*Aim of the exercise:* Show every line of the data that contains the string "framed", treating uppercase and lowercase letters as different.

Excerpts from a pointing dataset:
** start **

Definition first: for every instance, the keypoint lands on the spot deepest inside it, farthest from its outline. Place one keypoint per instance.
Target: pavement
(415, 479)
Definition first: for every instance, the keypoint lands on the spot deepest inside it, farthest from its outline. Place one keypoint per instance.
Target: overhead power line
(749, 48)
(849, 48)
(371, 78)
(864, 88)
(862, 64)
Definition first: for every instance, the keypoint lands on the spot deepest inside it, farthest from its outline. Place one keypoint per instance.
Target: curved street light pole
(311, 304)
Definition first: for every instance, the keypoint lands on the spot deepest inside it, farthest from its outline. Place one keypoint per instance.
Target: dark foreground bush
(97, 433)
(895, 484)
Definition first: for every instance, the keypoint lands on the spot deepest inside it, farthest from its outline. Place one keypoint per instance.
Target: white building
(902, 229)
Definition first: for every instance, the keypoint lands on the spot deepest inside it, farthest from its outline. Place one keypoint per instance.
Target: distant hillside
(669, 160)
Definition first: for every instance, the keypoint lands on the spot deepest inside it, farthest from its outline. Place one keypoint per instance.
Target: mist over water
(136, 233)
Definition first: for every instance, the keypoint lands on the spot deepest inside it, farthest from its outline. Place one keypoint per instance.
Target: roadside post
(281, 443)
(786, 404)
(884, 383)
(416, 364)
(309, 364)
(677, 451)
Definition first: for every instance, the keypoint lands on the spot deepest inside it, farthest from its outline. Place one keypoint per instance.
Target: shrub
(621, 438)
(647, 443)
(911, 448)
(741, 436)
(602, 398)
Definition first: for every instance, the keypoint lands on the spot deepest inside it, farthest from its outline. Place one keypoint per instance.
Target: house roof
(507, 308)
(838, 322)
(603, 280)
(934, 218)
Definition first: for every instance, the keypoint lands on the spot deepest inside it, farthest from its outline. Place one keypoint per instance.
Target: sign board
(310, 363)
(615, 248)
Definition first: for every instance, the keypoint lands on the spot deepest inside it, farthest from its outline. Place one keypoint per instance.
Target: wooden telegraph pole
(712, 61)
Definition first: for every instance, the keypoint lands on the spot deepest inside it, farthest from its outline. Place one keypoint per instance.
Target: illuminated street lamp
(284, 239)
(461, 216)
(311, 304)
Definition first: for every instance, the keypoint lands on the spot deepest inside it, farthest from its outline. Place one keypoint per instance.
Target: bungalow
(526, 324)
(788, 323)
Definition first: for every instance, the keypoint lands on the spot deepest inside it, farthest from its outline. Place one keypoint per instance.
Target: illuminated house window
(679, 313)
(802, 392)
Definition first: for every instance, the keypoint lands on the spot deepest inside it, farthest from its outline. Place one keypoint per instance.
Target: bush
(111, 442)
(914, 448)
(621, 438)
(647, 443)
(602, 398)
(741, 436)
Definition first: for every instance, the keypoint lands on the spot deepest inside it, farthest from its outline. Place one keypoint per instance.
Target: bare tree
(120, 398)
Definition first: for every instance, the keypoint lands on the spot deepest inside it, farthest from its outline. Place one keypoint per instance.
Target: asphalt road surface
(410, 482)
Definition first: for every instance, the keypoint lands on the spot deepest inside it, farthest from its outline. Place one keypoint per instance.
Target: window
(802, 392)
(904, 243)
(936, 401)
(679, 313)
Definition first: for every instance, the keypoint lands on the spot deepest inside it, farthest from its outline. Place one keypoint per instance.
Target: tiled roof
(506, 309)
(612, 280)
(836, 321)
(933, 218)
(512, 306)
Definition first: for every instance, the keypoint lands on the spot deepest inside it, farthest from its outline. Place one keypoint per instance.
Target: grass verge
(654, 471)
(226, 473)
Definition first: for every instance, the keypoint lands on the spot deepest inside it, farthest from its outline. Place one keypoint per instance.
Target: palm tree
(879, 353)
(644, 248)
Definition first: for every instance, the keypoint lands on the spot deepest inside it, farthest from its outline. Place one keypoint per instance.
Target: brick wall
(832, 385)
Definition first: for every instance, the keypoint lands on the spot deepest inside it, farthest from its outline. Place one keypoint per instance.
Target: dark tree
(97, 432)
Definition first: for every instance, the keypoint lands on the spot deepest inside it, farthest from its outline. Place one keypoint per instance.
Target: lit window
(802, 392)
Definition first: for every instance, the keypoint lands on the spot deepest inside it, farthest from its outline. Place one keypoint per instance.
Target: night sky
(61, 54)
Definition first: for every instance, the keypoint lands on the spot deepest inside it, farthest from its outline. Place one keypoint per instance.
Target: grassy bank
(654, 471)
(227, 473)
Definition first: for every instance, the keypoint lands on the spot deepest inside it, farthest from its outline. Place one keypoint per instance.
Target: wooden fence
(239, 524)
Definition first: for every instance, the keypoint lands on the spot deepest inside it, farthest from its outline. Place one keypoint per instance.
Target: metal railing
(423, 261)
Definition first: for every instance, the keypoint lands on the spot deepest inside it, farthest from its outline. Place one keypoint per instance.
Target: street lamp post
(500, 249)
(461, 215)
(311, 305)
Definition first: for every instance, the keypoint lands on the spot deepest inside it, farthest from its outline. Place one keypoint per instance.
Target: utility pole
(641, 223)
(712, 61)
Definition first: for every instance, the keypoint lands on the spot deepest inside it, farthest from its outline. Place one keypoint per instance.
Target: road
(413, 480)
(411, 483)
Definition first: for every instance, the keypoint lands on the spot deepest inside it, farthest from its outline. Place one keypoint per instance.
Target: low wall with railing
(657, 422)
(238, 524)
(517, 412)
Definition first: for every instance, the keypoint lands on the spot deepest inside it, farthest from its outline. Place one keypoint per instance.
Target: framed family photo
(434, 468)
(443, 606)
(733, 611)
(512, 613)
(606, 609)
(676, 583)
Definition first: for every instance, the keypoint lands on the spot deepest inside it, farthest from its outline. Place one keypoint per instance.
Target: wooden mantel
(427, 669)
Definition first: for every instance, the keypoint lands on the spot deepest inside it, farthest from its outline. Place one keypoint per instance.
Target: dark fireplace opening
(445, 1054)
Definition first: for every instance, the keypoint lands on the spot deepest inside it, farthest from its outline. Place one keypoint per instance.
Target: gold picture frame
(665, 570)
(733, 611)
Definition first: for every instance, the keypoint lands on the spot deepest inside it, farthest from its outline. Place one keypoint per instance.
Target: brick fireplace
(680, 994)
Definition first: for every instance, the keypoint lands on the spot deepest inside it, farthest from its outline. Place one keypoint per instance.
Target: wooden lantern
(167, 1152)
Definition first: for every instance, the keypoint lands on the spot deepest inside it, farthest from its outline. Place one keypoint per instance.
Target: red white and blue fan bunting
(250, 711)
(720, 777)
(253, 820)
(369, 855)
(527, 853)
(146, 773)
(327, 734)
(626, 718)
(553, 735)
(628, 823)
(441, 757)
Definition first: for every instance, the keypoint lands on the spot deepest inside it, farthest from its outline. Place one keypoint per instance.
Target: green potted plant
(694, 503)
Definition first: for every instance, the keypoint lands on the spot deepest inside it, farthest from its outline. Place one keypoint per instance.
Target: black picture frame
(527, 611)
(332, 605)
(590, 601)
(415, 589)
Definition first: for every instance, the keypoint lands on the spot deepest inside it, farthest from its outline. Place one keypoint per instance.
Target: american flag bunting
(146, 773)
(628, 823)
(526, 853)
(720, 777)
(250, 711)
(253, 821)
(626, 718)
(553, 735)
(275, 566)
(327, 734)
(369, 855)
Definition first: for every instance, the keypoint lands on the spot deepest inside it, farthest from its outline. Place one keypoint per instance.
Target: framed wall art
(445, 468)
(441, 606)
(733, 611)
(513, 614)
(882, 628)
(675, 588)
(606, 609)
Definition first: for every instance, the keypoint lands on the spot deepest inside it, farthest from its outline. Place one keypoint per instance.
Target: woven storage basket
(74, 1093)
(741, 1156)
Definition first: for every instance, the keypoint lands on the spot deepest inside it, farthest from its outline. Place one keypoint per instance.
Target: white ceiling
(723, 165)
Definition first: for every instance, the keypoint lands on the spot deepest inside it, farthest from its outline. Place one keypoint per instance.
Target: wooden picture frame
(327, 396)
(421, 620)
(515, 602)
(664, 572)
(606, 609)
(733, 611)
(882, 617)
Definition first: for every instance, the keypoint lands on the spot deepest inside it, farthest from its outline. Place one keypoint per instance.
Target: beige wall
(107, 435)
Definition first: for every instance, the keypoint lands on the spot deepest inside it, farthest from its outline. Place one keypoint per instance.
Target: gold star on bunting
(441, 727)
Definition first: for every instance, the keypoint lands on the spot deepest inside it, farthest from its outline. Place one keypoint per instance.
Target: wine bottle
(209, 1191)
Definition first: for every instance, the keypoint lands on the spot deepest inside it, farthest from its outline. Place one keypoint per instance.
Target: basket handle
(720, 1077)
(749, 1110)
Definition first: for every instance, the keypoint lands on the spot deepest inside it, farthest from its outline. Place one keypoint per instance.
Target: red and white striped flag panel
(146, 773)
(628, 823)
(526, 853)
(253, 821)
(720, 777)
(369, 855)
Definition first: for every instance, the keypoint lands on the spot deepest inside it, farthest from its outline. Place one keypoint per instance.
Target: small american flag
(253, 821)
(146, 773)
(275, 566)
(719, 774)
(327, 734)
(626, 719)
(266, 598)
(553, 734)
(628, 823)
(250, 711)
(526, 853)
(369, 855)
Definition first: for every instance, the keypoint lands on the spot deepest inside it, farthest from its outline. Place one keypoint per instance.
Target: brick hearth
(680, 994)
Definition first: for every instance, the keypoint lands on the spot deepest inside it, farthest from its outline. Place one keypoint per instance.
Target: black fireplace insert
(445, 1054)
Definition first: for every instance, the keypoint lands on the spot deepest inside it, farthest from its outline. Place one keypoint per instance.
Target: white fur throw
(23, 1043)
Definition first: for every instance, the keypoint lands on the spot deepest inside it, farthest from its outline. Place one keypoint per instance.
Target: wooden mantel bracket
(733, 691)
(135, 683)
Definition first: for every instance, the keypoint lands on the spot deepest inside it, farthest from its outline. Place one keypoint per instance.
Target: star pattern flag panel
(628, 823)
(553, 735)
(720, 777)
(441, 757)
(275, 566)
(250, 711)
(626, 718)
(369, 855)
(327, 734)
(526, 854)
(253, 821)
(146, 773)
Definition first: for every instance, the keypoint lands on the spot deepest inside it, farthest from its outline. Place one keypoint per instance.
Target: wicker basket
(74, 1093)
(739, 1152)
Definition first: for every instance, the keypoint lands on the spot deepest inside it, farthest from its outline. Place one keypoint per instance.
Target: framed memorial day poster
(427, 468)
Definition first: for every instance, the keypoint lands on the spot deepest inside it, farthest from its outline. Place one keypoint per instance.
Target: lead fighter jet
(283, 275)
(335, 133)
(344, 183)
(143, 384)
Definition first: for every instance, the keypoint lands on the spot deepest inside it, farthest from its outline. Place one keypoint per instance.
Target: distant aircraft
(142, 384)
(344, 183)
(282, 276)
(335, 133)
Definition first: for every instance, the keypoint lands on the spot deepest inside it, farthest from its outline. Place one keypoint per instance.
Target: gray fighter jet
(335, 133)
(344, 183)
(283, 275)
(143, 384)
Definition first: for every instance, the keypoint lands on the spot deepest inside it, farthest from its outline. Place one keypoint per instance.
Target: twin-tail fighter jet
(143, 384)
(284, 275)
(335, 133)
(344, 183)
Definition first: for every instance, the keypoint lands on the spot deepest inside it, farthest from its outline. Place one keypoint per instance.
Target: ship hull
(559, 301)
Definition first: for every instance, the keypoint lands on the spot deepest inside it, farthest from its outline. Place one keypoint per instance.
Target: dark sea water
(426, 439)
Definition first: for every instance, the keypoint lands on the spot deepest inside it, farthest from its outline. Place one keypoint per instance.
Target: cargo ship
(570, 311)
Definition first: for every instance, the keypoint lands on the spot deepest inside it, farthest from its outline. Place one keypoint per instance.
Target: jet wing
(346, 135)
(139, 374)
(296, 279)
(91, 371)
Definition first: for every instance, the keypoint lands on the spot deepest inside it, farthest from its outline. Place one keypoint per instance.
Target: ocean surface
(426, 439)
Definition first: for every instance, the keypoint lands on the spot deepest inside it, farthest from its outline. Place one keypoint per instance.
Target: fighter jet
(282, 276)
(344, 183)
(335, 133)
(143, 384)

** end **

*Result for this exercise:*
Target: framed family photo
Target: framed wall art
Target: framed memorial day poster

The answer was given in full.